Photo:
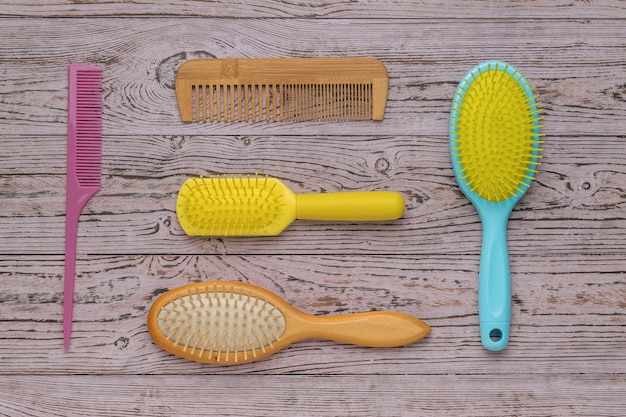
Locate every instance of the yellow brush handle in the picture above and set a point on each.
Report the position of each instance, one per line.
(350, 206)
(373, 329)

::::

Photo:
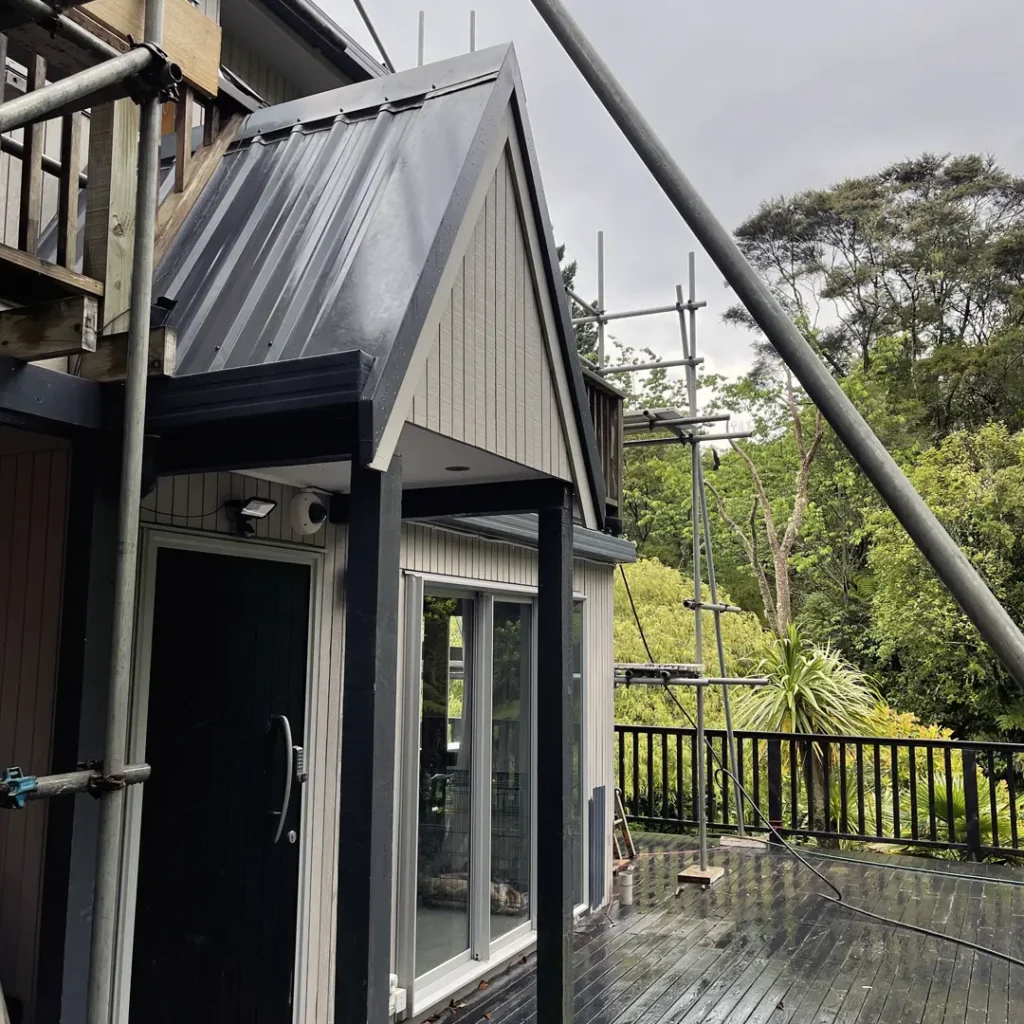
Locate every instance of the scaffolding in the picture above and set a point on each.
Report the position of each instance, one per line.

::::

▸ What is asked: Count the lines in the records that contain the string "above", matching case exactly, and give only the number.

▸ Complete output: 2